Required action A
In the editorial about COVID-19 protests at Alberta hospitals, which two hospitals are named as protest sites on Sept. 13?
Required action B
Continue the editorial about COVID-19 protests at Alberta hospitals from where it stops.

Document excerpt
----------------------------------------
It takes a special level of abhorrent behaviour to protest governmental COVID-19 measures in front of a hospital, of all places.
Airdrie Our View_text

It takes a special level of abhorrent behaviour to protest governmental COVID-19 measures in front of a hospital, of all places.

Protests against vaccine verification were held at some of Alberta’s hospitals on Sept. 13, including the Foothills Medical Centre in Calgary and the Royal Alexandra Hospital in Edmonton. Representatives from the Alberta government, Alberta Health Services (AHS), and health-care unions condemned the events.

“Our health-care workers are doing all they can to care for Albertans, and they deserve the utmost respect and support,” read a statement from AHS about the hospital protests. “If you oppose masking, vaccinations, or any other measures taken to prevent COVID-19 transmission, that is your right. But to target health-care workers with anger and vitriol is not acceptable, particularly now.”

Our newsroom agrees with AHS on this matter. If people are against the idea of vaccine verification, they do have the right to protest peacefully and safely. As much as we disagree with their reasoning, that is a part of democracy. But they should do so outside of the legislature, where these types of political decisions are made.
----------------------------------------
Data items
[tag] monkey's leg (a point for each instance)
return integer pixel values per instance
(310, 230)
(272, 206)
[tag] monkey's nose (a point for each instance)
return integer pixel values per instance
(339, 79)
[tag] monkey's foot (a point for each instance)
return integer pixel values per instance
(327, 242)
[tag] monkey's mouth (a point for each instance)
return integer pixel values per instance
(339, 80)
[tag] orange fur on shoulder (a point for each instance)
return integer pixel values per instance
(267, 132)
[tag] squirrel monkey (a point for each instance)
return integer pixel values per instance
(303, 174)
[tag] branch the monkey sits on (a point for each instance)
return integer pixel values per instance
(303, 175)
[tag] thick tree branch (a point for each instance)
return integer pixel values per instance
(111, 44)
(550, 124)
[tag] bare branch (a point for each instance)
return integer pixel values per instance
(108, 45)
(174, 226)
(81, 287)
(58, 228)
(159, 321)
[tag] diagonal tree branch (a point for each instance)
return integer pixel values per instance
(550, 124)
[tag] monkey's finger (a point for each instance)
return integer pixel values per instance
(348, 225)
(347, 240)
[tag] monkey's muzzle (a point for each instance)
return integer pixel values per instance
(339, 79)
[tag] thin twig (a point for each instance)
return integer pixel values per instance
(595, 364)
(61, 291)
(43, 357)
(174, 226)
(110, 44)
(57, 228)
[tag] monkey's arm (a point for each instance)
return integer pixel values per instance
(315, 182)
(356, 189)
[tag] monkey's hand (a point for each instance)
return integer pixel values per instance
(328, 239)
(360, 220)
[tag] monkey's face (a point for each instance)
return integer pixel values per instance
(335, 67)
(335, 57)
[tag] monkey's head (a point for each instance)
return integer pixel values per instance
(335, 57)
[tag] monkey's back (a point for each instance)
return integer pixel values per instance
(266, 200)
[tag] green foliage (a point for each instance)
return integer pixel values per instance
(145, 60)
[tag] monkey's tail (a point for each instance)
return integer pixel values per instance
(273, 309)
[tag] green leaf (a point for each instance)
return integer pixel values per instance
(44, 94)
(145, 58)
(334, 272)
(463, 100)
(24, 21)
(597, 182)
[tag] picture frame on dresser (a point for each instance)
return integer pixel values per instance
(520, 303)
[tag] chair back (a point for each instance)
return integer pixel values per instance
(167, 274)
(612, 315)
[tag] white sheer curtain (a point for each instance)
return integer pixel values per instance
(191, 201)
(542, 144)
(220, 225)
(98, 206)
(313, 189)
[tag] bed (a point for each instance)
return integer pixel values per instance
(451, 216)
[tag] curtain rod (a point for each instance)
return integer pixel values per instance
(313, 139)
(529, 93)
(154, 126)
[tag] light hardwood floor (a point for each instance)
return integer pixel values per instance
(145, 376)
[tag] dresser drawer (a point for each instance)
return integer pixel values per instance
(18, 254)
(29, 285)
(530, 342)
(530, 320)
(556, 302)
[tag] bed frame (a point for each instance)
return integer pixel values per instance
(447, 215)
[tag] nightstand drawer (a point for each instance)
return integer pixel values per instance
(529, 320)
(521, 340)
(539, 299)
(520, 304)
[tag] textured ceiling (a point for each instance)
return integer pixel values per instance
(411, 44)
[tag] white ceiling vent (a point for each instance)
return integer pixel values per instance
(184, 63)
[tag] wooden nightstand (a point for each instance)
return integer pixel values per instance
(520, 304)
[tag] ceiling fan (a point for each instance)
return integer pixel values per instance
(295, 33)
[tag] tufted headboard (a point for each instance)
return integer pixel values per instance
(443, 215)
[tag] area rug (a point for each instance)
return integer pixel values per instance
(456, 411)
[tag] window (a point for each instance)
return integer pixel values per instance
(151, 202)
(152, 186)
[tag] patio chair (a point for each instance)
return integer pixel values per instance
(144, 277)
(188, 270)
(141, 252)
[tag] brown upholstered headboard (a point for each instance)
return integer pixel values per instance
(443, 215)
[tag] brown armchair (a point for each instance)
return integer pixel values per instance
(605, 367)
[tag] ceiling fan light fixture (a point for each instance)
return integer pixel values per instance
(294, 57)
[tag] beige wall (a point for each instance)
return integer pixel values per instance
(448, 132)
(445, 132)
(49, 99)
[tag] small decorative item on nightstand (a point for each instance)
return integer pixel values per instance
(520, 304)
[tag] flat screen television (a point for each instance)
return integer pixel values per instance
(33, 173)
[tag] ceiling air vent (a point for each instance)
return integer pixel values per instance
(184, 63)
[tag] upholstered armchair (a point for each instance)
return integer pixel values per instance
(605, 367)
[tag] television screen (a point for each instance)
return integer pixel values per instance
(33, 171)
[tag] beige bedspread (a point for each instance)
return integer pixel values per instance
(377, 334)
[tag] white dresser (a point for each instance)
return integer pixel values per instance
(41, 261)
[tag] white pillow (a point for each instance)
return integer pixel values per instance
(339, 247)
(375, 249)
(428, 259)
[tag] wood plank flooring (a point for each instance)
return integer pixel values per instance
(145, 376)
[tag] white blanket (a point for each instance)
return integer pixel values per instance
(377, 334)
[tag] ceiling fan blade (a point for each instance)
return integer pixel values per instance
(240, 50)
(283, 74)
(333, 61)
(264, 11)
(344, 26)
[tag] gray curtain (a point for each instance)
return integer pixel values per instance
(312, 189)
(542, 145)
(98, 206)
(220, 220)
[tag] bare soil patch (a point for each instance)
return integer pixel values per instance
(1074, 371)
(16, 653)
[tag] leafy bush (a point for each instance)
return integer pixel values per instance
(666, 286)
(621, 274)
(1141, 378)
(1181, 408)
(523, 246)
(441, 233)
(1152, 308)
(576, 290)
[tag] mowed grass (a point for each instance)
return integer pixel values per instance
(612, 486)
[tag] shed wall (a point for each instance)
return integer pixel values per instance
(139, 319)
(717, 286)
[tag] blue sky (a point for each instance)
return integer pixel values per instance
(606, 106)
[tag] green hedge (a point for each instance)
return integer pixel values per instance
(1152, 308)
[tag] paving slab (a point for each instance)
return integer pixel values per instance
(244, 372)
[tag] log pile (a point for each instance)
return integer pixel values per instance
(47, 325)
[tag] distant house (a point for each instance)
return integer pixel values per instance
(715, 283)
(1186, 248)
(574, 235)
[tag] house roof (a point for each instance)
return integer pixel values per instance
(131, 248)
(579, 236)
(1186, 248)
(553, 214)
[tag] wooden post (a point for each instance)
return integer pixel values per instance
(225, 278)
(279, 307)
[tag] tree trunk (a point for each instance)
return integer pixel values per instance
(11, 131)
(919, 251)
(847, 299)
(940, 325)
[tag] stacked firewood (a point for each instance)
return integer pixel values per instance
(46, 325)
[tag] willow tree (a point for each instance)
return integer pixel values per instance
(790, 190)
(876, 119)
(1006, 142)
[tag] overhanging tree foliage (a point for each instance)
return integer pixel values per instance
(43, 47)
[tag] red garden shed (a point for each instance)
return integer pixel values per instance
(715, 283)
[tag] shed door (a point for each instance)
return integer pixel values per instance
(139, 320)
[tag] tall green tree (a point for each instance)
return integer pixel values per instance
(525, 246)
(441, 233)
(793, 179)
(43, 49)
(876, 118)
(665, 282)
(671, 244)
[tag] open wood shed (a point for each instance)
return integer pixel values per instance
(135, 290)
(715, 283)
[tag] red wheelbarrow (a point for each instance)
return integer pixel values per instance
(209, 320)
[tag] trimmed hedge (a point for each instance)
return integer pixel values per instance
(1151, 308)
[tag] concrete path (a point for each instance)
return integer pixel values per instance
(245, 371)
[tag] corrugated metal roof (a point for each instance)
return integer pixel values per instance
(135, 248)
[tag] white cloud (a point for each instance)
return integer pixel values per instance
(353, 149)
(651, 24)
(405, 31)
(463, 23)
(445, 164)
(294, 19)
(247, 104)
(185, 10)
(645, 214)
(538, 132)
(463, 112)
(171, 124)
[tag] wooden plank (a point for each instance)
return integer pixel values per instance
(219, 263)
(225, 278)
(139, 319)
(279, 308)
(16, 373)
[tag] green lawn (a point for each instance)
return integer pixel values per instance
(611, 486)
----------------------------------------
Reply A
The Foothills Medical Centre in Calgary and the Royal Alexandra Hospital in Edmonton.

Reply B
Hospital workers do not decide health-care policy. In fact, hospital workers are the ones who bear the brunt of health-care policy – or the lack thereof, if you consider Alberta’s recent COVID-19 response.

In addition to being in extremely poor taste, these protests ran the risks of disrupting or obstructing hospital operations.

Alberta’s ICU units are filling with COVID-19 patients at the moment, the vast majority of whom are unvaccinated. According to provincial statistics, there are more than 800 COVID-19 patients in Alberta’s hospitals and nearly 200 in ICU units as of press time. The health-care professionals who take care of these people deserve praise, not to be jeered or whistled at as they enter or leave their workplace.

If you’re the kind of person who thinks protesting COVID-19 vaccination mandates in front of a hospital is a good idea, then shame on you. Don’t be that person.